Update the listing, starting at its first line and ending at the line that contains "point(220, 319)", by replacing "umbrella" with "parasol" and leaving all else unchanged. Reproduce only that stretch of lines.

Start of SUPPLIED DATA

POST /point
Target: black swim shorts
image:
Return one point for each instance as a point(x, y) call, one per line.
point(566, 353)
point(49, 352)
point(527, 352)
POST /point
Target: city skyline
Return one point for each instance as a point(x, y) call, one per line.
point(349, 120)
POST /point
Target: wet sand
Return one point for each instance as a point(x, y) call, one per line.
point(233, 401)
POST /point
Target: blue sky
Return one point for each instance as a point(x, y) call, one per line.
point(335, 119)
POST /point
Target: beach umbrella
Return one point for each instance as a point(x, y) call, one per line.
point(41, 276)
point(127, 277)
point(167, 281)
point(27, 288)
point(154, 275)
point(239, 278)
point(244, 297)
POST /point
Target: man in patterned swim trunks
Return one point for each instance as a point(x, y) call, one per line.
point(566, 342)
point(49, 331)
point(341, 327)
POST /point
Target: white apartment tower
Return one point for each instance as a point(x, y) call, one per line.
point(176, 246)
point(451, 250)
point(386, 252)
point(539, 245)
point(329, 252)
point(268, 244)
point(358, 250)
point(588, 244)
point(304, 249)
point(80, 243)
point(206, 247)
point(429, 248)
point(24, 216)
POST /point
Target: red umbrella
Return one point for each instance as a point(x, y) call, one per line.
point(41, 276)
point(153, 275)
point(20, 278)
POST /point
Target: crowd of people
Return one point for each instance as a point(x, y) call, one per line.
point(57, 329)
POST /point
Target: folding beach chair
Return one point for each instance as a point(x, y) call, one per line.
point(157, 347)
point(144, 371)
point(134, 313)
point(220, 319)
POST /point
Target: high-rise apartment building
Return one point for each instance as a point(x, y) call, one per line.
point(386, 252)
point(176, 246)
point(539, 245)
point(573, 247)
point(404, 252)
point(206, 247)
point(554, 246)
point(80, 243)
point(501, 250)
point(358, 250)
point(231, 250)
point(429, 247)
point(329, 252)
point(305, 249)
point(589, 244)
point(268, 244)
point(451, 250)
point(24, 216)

End of SUPPLIED DATA

• **RESPONSE**:
POST /point
Target: black swim shorts
image:
Return one point for each instance as a point(x, y) call, one per line.
point(566, 353)
point(49, 352)
point(527, 352)
POST /point
Target: city skyline
Return one point for each instance as a point(x, y) call, one per line.
point(349, 120)
POST /point
Target: wet sand
Return one point for each instance as a point(x, y) call, one per line.
point(233, 401)
POST /point
Target: blue sky
Return one point for each instance as a point(x, y) call, one per line.
point(335, 119)
POST /point
Target: beach parasol
Return one point for each instance as a point(x, y) call, one per line.
point(41, 276)
point(127, 277)
point(167, 281)
point(27, 288)
point(154, 275)
point(239, 278)
point(244, 297)
POST /point
Target: man in patterned swim trunks
Return one point for each instance as a point(x, y) call, one per line.
point(566, 342)
point(49, 331)
point(341, 327)
POST /point
Target: white apartment tower
Return one point for each instance as a point(x, y) call, one per line.
point(176, 246)
point(451, 250)
point(386, 252)
point(539, 245)
point(329, 252)
point(268, 244)
point(358, 250)
point(588, 244)
point(304, 249)
point(80, 243)
point(206, 247)
point(429, 248)
point(24, 216)
POST /point
Target: red parasol
Return one point for each instance as a point(x, y) call, one per line.
point(41, 276)
point(153, 275)
point(20, 278)
POST /point
Target: crowd of people
Return one point for each instance as a point(x, y) call, one per line.
point(57, 329)
POST /point
Target: folding beach chair
Return one point for each instance as a point(x, y) call, one per line.
point(157, 347)
point(144, 371)
point(134, 313)
point(220, 319)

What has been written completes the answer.